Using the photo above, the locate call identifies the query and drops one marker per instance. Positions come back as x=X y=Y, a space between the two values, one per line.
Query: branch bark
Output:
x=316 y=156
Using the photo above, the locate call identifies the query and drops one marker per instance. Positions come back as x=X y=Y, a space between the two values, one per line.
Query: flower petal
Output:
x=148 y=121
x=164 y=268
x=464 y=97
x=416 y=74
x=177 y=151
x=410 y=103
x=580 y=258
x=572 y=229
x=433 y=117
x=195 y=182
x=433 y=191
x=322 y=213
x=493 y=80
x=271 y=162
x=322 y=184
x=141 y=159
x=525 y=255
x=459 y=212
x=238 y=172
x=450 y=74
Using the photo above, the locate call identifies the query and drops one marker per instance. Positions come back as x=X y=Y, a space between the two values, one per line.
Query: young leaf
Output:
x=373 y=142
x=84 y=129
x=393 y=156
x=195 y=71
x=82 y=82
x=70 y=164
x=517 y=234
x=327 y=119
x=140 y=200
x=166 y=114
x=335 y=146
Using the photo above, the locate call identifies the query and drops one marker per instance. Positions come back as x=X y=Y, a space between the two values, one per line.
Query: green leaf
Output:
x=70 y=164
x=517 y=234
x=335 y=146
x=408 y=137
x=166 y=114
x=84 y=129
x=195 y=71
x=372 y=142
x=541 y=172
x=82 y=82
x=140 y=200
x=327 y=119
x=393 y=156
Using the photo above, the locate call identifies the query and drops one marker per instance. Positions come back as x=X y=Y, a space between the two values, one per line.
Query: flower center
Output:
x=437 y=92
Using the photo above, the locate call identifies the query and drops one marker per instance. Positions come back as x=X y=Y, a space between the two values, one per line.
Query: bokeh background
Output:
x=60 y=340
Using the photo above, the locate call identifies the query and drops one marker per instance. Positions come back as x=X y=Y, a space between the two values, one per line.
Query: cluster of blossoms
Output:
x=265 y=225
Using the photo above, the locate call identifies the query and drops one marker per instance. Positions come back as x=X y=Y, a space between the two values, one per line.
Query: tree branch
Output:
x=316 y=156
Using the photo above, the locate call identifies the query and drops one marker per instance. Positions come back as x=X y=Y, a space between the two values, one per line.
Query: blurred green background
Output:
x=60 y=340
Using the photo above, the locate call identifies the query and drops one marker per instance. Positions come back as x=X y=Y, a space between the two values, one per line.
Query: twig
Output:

→ The problem:
Copy all of the material word for word.

→ The solution:
Using the photo above, the locate call identifies the query and drops one marker per instance. Positions come back as x=X y=Y, a space between the two values, one per line.
Query: branch bark
Output:
x=316 y=156
Using the photo above, the locate call identifies the query and drops one marker per instance. Positions come back as x=X y=Y, a space between the two values, one per line.
Query: flower petal
Output:
x=148 y=121
x=164 y=268
x=464 y=97
x=416 y=74
x=177 y=151
x=410 y=103
x=580 y=258
x=572 y=229
x=433 y=117
x=195 y=182
x=433 y=191
x=322 y=213
x=493 y=80
x=271 y=162
x=322 y=184
x=141 y=159
x=525 y=255
x=459 y=212
x=238 y=172
x=450 y=74
Using the photo above, the locate call identifies the query and drops one marker per instance. Positions come back as x=X y=Y, a space between the two values, one per line.
Query: young leaf
Output:
x=373 y=142
x=84 y=129
x=393 y=156
x=195 y=71
x=82 y=82
x=70 y=164
x=517 y=234
x=327 y=119
x=140 y=200
x=166 y=114
x=335 y=146
Using the photo above, the locate call identifies the query and drops one marker per instance. Positions come back as x=X y=Y, a space between the two values, one per line.
Query: green leaf
Output:
x=70 y=164
x=517 y=234
x=335 y=146
x=408 y=137
x=166 y=114
x=84 y=129
x=195 y=71
x=372 y=142
x=541 y=172
x=82 y=82
x=140 y=200
x=327 y=119
x=393 y=156
Using the photo above, the locate call identifies the query and drops one marker per instance. Positions come back as x=X y=Y, a space between the two values, one per line.
Query: flower center
Output:
x=437 y=92
Using the photo above, the locate call identifies the query and drops one marker per instance. Positions come back as x=X y=Y, a space between the two values, one per line.
Query: bokeh background
Output:
x=60 y=340
Using the photo above, the locate call identifies the query and drops one marker per instance. Positions come back as x=X y=Y, a space between the two values, one per line.
Query: cluster of blossoms
Output:
x=265 y=225
Using the photo above, the locate call identifies the query and drops one marker per instance. Positions come back as x=X y=Y, a space between the two values, one per line.
Query: tree branch
Output:
x=316 y=156
Using the photo above, the locate call identifies the query and drops one marker per instance. Positions come back as x=X y=Y, a space between the two values, one per line.
Query: blurred green background
Output:
x=60 y=340
Using the photo above, the locate call identifies the query and drops one marker per instance. Positions come back as x=X y=Y, a space between the two values, one per line.
Query: twig
Output:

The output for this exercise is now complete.